• _Your instructions_
Rewrite the part of the listing that opens with the line containing "the car side" and closes with the final line of the listing, keeping every line. Shift each x and y coordinate in the answers up by 85, and leave the sample coordinates in the wording of the listing unchanged.

• _Dataset rows_

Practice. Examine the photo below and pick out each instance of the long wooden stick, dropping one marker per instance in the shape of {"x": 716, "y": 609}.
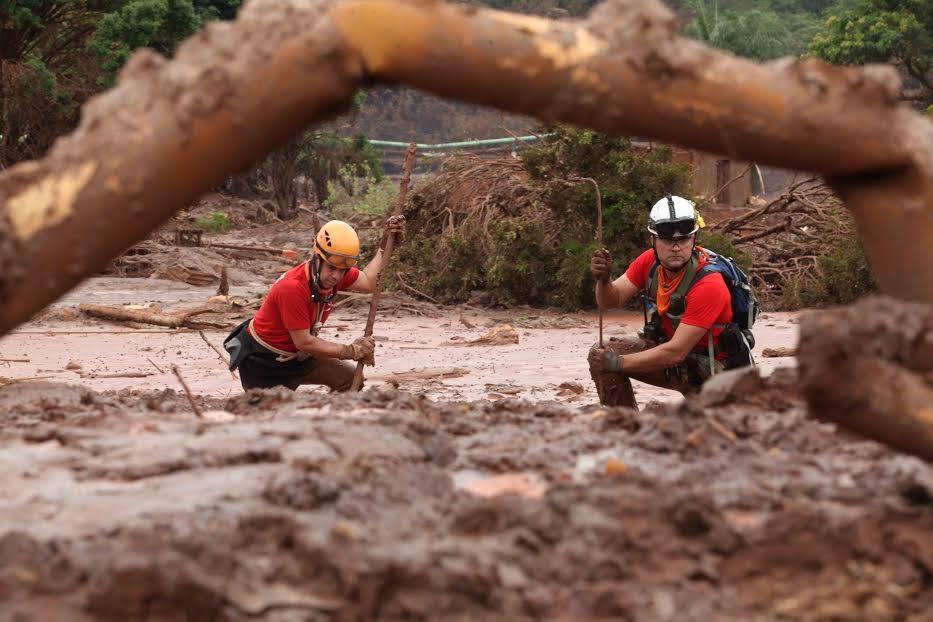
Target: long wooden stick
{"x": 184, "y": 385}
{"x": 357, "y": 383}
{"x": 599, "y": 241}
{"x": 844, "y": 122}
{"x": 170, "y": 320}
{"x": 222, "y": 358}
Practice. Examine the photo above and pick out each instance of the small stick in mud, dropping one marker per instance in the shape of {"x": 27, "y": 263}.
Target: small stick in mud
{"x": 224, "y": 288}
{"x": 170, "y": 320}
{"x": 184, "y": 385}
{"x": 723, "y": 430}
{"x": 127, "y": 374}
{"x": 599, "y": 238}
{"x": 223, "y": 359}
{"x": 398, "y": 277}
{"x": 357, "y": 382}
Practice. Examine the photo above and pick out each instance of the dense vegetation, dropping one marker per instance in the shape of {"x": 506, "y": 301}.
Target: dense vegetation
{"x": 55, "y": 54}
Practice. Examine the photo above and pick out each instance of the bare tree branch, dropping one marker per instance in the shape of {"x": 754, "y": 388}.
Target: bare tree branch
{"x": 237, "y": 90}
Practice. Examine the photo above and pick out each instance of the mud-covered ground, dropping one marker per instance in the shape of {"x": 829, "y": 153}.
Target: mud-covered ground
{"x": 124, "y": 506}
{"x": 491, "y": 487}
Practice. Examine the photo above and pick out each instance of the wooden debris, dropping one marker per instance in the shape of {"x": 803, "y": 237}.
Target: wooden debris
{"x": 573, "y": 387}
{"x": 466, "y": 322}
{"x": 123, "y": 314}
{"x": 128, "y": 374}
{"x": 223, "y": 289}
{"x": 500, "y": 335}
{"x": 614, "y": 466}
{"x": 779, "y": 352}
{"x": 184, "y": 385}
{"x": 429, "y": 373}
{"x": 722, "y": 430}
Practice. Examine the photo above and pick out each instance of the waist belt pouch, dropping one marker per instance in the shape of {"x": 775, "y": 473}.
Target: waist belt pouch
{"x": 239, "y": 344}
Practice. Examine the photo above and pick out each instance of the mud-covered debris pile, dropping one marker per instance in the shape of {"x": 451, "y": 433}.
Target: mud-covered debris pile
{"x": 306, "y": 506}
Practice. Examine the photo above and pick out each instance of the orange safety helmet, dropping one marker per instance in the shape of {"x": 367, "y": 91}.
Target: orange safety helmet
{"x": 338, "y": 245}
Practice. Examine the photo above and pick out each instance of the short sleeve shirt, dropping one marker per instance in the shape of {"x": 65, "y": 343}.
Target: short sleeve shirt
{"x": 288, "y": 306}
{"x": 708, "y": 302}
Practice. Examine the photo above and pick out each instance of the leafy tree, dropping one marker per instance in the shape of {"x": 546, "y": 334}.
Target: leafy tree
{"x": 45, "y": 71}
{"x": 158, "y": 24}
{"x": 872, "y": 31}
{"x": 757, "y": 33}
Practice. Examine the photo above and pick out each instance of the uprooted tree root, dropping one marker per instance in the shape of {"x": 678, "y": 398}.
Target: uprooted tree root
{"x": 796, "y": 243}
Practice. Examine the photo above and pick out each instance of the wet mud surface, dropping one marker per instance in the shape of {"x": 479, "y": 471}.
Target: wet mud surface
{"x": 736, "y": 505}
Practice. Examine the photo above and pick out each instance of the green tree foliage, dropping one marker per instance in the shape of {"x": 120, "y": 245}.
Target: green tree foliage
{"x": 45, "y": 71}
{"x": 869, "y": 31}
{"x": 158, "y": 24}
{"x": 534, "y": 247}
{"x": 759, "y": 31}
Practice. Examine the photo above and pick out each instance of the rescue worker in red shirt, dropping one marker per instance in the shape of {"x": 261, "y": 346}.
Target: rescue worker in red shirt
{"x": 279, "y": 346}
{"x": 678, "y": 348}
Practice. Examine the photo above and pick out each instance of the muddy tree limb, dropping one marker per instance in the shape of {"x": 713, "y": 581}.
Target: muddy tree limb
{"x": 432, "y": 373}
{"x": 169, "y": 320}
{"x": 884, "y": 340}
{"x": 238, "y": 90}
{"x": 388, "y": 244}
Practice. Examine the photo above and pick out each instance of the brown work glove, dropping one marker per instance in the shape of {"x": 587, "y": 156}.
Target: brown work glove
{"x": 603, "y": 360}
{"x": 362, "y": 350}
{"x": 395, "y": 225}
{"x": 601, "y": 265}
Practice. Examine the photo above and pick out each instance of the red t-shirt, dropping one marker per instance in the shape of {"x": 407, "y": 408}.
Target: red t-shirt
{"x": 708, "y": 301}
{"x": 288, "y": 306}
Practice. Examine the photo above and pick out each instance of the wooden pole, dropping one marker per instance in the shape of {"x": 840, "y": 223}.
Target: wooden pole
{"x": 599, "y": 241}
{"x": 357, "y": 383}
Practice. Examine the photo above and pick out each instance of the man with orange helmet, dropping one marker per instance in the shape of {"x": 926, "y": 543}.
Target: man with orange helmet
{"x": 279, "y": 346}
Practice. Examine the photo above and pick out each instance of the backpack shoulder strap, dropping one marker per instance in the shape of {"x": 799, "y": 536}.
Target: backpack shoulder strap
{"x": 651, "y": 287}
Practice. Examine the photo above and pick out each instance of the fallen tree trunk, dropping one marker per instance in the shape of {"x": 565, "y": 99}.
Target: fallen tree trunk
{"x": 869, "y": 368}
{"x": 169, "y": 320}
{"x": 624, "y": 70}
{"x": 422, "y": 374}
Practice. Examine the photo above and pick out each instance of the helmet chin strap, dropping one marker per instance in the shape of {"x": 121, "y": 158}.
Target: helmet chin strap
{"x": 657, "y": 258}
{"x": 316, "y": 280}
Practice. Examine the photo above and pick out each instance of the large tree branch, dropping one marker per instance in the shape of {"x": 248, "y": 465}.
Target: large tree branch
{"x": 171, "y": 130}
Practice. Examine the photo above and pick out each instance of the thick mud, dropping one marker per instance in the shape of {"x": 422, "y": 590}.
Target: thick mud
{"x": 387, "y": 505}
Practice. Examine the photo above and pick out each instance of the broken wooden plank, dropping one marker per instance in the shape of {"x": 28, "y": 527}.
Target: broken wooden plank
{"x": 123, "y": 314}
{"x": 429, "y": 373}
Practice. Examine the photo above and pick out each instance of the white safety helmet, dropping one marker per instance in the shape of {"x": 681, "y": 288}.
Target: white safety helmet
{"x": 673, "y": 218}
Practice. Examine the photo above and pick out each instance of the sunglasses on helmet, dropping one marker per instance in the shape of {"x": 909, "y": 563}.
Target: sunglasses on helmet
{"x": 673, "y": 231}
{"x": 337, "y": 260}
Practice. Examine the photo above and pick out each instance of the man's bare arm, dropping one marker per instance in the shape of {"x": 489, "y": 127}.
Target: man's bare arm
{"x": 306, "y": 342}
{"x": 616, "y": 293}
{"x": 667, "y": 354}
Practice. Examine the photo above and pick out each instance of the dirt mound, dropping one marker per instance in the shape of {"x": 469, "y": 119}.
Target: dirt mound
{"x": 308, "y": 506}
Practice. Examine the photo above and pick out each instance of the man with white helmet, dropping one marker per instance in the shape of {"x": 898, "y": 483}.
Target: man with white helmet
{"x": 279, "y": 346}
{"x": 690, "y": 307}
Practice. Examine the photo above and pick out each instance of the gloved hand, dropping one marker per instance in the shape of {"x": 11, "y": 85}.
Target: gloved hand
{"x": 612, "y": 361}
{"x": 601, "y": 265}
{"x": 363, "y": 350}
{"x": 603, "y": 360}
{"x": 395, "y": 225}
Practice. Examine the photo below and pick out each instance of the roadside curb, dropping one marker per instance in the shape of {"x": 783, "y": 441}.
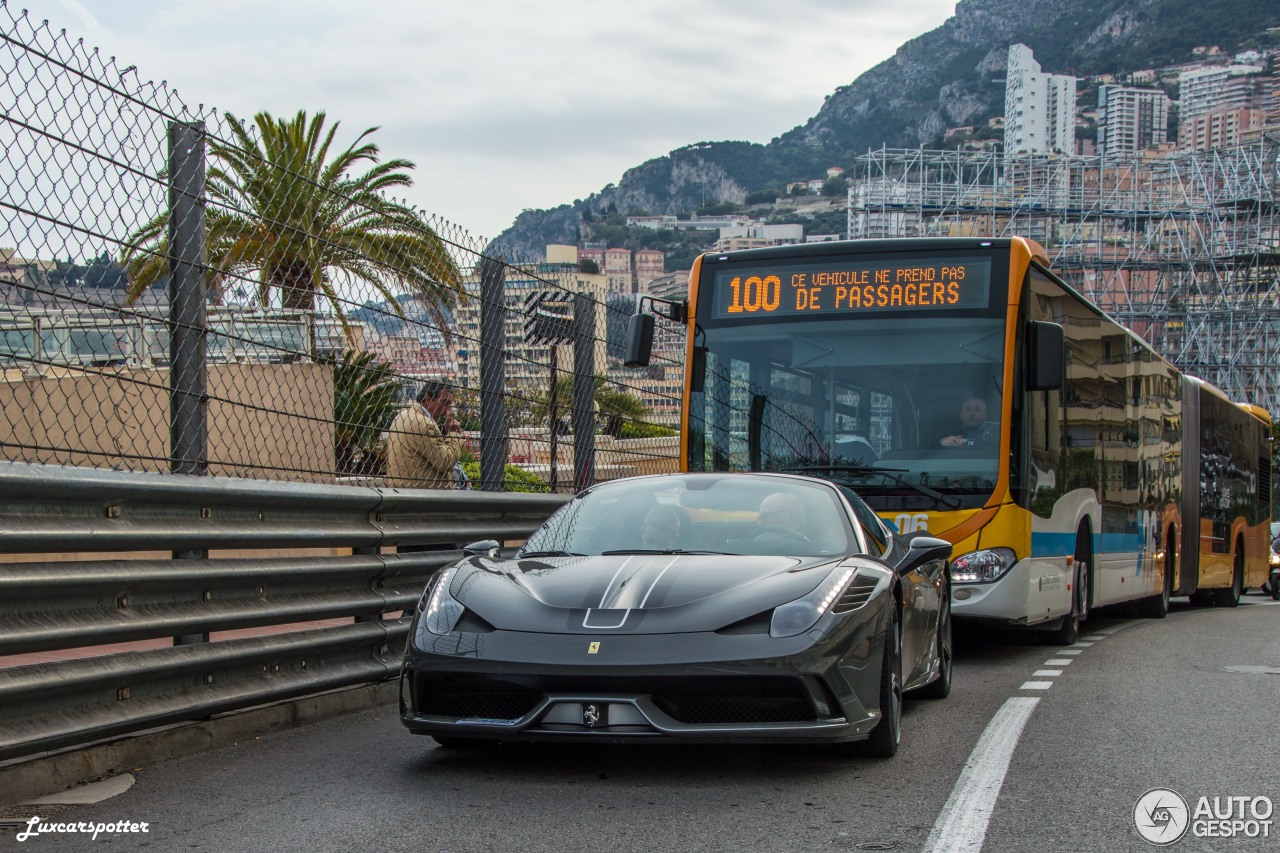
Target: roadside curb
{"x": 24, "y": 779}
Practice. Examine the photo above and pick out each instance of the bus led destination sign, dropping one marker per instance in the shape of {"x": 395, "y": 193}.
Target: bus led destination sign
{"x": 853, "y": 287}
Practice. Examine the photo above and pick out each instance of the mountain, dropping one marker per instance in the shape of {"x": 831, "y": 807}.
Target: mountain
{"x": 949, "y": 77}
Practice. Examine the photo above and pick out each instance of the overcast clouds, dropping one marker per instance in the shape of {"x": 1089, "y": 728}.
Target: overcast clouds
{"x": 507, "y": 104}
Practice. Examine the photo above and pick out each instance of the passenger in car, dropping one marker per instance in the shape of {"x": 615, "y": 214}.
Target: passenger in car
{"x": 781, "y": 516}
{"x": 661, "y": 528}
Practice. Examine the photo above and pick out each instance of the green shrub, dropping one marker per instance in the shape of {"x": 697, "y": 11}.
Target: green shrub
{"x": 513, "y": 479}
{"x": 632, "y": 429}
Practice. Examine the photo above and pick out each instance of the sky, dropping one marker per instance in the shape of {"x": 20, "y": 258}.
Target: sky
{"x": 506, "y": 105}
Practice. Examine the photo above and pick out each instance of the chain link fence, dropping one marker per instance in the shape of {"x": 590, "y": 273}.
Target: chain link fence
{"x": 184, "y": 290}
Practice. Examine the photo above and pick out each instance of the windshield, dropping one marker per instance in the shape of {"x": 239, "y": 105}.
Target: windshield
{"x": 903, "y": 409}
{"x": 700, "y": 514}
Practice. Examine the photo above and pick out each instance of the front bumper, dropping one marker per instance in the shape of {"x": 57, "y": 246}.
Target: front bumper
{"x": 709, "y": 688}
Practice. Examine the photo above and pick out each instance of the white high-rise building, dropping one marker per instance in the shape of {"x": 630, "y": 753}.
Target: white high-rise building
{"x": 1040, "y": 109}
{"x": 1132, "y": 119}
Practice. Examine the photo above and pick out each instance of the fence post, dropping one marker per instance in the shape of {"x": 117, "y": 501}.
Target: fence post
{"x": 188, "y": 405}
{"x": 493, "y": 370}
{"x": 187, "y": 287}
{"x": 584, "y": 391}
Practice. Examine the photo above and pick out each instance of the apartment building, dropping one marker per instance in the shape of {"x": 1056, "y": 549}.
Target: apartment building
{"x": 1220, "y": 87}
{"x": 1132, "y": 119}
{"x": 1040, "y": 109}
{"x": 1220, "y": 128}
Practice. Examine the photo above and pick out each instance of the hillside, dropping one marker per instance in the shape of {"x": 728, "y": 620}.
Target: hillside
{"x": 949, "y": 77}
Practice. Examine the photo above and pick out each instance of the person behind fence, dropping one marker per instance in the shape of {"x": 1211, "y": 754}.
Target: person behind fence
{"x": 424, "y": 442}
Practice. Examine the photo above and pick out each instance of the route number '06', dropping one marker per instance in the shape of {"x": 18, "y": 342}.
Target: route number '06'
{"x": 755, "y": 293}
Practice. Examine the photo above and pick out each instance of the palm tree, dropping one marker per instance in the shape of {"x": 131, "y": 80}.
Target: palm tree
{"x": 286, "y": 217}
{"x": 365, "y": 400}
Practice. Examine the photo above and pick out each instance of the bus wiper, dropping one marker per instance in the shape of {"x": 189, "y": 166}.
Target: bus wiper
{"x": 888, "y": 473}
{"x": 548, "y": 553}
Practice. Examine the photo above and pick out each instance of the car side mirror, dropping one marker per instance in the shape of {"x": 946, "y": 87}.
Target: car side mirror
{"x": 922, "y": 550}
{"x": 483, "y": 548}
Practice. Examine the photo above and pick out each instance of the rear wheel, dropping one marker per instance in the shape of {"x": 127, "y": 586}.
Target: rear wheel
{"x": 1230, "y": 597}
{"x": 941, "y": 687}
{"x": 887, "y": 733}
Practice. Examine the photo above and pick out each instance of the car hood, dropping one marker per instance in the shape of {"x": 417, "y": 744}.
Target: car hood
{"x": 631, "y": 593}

• _In response_
Practice. Examine the photo above and pick out each instance of the car side mirror, dropping one marker per instance in the shape of {"x": 946, "y": 87}.
Target: car side mirror
{"x": 1007, "y": 635}
{"x": 568, "y": 633}
Practice. Examine the photo above and pick out each instance of the rear wheel, dropping one marker per instance in the shape of {"x": 127, "y": 586}.
Target: rear wheel
{"x": 1315, "y": 682}
{"x": 1026, "y": 772}
{"x": 972, "y": 818}
Practice. Examine the photo above and pick out each instance of the car hood, dropping one marker per instance in the shape of {"x": 417, "y": 744}.
Target: car hood
{"x": 716, "y": 678}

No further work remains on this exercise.